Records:
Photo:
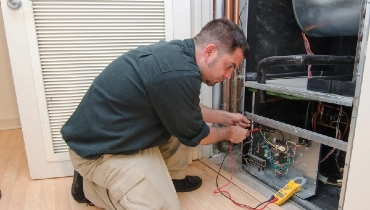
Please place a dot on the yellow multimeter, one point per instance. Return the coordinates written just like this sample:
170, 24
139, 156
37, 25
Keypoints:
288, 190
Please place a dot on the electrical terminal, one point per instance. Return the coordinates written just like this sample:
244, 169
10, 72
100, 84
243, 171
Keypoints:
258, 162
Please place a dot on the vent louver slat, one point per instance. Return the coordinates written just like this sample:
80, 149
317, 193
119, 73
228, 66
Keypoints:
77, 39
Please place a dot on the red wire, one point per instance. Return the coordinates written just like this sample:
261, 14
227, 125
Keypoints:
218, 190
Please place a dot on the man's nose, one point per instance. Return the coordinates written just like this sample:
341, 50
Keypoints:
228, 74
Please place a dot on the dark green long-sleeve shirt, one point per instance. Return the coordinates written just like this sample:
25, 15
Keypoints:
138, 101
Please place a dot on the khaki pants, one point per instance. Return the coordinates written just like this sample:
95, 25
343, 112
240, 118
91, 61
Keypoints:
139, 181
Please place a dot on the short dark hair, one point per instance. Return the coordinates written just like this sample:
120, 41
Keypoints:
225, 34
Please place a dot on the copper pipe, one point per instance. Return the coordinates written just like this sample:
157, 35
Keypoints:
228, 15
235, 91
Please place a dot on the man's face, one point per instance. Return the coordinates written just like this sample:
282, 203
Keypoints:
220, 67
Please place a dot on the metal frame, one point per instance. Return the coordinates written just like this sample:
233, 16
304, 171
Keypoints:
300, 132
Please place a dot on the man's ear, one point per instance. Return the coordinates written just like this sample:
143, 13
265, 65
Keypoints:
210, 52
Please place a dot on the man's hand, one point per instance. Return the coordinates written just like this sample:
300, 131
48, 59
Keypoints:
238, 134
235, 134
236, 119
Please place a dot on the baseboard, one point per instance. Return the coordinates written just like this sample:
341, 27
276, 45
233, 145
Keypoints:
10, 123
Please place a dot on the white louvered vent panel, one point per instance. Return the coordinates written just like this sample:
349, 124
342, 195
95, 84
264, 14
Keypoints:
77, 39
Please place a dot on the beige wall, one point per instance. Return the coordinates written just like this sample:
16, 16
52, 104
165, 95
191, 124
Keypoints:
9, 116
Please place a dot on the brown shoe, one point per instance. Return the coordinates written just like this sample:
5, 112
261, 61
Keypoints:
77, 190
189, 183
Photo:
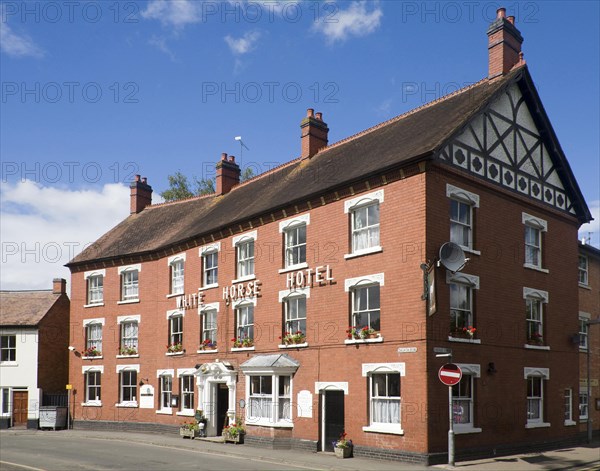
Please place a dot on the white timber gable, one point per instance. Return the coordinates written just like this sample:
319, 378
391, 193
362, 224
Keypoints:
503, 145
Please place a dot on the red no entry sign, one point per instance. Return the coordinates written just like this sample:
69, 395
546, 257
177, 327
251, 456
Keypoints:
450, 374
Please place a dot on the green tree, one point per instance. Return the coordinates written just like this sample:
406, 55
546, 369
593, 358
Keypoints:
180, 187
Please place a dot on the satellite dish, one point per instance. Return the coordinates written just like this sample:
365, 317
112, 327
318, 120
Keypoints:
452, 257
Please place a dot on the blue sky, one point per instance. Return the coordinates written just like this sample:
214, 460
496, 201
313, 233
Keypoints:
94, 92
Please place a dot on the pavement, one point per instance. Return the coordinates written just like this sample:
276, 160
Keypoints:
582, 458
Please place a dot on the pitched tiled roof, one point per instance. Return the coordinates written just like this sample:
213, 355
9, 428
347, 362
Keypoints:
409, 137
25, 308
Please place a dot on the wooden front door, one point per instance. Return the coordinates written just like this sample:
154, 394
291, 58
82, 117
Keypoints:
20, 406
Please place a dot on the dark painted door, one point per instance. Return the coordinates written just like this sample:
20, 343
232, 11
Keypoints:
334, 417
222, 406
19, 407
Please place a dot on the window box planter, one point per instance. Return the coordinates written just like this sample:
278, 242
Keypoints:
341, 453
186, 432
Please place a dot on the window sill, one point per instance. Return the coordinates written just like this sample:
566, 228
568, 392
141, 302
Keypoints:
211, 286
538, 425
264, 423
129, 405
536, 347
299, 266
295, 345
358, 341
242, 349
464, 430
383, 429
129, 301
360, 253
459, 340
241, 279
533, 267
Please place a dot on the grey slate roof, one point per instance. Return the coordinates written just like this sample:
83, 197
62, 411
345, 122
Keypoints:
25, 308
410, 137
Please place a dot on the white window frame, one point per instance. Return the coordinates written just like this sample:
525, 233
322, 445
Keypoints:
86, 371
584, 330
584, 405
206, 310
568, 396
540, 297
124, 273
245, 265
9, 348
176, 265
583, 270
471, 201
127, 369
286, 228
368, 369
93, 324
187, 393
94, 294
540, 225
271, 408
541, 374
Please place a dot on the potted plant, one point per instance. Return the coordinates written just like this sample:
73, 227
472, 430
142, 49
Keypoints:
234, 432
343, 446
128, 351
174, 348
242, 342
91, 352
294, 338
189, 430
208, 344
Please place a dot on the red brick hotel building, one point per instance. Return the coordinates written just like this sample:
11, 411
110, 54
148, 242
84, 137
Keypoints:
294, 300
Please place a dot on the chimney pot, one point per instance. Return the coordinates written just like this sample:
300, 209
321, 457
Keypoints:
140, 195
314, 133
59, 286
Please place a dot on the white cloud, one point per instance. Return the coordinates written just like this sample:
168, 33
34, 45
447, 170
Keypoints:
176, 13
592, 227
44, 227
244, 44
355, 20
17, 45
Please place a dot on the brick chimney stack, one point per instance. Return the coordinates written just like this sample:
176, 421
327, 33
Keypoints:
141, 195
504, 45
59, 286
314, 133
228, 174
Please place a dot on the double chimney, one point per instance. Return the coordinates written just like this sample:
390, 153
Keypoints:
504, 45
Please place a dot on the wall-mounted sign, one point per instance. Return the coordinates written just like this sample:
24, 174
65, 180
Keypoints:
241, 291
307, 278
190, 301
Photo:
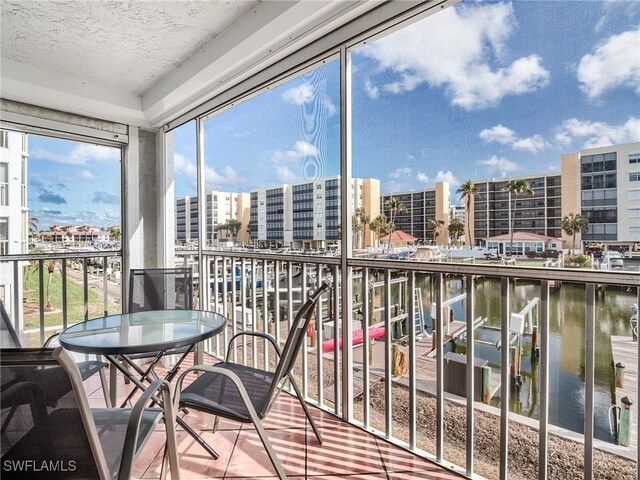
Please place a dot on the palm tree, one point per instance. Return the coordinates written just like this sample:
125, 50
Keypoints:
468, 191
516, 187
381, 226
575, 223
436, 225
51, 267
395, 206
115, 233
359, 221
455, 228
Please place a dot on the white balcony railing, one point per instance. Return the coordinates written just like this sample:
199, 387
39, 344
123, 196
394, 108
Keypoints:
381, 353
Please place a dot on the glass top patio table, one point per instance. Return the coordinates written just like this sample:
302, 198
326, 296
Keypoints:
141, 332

* * *

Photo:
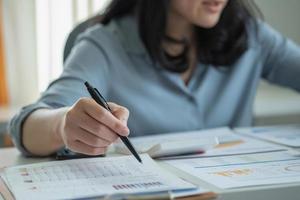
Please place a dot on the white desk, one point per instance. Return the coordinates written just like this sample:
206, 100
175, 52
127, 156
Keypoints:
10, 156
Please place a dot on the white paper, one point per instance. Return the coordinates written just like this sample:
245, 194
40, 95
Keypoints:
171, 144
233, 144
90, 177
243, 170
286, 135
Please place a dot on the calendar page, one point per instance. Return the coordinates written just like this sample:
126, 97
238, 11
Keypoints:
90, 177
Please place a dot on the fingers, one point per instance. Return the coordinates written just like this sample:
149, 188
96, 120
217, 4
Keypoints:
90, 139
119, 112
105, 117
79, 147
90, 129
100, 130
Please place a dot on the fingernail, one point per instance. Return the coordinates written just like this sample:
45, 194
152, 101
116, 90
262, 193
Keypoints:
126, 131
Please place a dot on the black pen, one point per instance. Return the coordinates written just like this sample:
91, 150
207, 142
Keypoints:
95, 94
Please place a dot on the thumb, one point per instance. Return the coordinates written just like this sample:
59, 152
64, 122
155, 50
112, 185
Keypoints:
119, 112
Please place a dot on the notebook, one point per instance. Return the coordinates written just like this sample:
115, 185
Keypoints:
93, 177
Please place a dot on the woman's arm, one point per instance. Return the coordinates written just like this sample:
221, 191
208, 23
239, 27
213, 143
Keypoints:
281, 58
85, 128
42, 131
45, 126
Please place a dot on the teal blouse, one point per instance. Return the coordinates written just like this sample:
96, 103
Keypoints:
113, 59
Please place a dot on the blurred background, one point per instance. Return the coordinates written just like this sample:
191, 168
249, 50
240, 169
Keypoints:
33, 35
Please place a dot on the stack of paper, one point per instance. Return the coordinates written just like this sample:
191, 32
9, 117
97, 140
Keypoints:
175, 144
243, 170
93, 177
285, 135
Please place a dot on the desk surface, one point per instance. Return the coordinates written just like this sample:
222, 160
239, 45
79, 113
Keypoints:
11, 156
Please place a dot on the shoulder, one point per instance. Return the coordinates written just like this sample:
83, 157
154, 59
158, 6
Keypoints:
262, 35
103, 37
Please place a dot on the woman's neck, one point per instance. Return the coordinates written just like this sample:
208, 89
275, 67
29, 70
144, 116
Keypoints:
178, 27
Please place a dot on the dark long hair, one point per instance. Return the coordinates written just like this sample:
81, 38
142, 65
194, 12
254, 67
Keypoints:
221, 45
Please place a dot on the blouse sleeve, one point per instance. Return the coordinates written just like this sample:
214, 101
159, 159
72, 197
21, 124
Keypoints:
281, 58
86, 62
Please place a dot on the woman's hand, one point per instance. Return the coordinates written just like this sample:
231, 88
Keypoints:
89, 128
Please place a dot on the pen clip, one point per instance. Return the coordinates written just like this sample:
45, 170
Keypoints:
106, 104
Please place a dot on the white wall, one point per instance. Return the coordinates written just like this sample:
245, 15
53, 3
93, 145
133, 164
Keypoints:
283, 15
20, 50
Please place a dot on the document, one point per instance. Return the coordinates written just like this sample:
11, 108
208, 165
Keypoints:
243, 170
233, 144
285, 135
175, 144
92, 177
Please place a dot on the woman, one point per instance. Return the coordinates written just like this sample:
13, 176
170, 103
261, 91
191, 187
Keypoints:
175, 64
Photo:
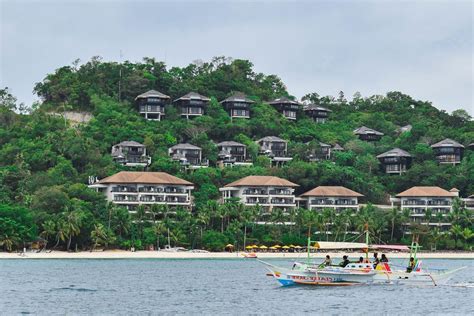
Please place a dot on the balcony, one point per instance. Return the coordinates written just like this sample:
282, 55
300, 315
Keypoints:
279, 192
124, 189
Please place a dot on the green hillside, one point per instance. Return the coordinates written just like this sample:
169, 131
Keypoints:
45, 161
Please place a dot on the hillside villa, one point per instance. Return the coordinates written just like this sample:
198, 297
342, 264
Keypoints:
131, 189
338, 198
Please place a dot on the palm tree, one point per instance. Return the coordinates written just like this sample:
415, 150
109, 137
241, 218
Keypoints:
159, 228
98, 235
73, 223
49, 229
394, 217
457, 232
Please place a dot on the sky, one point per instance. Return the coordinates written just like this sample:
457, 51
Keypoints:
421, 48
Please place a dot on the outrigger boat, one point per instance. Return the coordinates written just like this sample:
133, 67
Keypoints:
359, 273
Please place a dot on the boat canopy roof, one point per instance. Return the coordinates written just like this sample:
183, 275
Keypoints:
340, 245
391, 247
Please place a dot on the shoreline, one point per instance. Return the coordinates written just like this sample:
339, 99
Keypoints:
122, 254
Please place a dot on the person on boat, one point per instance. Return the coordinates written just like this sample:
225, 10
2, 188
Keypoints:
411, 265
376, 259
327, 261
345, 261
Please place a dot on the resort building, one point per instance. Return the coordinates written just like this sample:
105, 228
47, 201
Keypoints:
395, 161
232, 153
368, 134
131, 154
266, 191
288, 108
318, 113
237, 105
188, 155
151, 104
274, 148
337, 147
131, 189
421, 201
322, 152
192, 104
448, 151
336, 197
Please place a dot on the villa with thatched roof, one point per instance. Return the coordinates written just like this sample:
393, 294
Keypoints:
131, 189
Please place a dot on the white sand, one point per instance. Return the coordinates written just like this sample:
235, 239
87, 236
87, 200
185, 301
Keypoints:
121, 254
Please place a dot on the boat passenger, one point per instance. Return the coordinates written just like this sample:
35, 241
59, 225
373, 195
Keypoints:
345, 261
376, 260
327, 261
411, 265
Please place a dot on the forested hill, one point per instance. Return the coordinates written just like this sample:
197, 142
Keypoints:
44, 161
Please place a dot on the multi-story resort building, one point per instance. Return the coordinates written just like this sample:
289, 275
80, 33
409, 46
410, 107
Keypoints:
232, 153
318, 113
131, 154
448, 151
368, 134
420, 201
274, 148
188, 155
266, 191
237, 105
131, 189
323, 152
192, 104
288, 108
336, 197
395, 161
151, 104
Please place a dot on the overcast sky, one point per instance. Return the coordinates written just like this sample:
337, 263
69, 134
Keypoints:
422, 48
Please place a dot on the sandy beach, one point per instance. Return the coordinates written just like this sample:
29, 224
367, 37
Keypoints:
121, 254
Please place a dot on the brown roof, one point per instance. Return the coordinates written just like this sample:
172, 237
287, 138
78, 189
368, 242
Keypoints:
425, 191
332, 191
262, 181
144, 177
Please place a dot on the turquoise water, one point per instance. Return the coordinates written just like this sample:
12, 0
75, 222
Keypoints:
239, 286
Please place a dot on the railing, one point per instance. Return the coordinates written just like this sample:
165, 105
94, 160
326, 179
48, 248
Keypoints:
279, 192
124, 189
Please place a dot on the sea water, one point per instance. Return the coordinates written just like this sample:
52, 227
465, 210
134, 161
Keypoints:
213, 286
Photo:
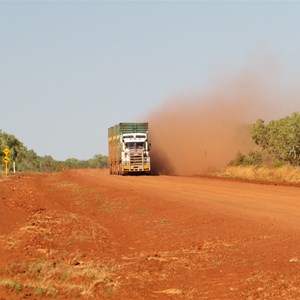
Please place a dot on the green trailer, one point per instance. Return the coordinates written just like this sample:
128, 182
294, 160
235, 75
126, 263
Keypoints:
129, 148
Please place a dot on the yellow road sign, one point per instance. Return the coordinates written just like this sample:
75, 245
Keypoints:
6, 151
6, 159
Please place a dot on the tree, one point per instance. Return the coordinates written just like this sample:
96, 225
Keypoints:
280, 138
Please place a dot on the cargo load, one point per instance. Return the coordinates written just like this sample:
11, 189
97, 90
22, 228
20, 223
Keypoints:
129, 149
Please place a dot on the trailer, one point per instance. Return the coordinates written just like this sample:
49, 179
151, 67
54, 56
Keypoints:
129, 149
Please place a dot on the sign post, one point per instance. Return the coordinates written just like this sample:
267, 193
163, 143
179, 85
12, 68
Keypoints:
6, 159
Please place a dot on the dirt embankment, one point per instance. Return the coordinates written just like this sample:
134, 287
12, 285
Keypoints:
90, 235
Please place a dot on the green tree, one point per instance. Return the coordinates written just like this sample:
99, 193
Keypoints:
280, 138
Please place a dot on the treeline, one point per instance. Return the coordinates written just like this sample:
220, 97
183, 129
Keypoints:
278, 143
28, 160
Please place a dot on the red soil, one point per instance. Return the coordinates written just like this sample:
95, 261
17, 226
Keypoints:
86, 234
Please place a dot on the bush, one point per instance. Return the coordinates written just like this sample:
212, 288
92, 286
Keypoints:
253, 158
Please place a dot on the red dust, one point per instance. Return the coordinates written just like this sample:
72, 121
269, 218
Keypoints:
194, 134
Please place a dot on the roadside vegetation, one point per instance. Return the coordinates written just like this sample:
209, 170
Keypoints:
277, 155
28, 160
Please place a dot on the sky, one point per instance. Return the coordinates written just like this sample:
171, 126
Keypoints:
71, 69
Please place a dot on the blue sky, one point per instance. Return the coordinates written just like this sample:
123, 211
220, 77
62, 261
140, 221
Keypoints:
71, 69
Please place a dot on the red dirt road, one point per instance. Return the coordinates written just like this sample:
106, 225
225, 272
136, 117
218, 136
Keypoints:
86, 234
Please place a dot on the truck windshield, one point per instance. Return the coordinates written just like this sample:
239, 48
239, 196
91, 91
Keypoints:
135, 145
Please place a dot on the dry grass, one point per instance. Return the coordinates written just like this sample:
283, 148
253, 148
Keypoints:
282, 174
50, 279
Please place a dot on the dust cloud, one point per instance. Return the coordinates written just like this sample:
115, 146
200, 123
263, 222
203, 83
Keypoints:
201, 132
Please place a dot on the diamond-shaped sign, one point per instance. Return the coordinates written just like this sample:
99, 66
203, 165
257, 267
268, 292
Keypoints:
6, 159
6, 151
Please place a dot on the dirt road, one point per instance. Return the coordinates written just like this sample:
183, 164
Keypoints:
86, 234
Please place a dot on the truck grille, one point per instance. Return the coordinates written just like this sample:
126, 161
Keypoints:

==

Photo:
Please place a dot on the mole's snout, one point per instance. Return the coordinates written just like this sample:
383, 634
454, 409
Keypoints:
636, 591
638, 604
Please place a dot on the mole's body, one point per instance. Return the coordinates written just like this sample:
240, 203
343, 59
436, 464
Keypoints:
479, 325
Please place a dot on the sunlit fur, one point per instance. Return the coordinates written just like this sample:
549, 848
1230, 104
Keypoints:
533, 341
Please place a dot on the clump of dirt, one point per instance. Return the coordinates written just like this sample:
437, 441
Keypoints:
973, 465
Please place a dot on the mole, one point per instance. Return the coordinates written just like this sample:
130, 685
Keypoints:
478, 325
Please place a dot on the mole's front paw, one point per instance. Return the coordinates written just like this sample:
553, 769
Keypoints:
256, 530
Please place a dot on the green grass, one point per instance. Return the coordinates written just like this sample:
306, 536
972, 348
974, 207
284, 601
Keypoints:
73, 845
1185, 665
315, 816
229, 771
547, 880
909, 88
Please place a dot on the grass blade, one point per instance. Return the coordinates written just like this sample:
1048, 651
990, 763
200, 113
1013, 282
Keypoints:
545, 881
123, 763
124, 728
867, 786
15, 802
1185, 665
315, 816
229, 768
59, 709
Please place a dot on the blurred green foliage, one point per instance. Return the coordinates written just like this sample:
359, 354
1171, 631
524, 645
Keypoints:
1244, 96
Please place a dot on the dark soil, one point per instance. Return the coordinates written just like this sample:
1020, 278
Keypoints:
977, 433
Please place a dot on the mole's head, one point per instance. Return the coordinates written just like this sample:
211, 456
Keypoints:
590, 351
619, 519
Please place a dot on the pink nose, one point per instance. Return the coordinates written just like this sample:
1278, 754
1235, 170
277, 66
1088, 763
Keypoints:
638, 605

Your objective: How many lines in the listing above contain the word "window"? Give only the number.

Solution: 3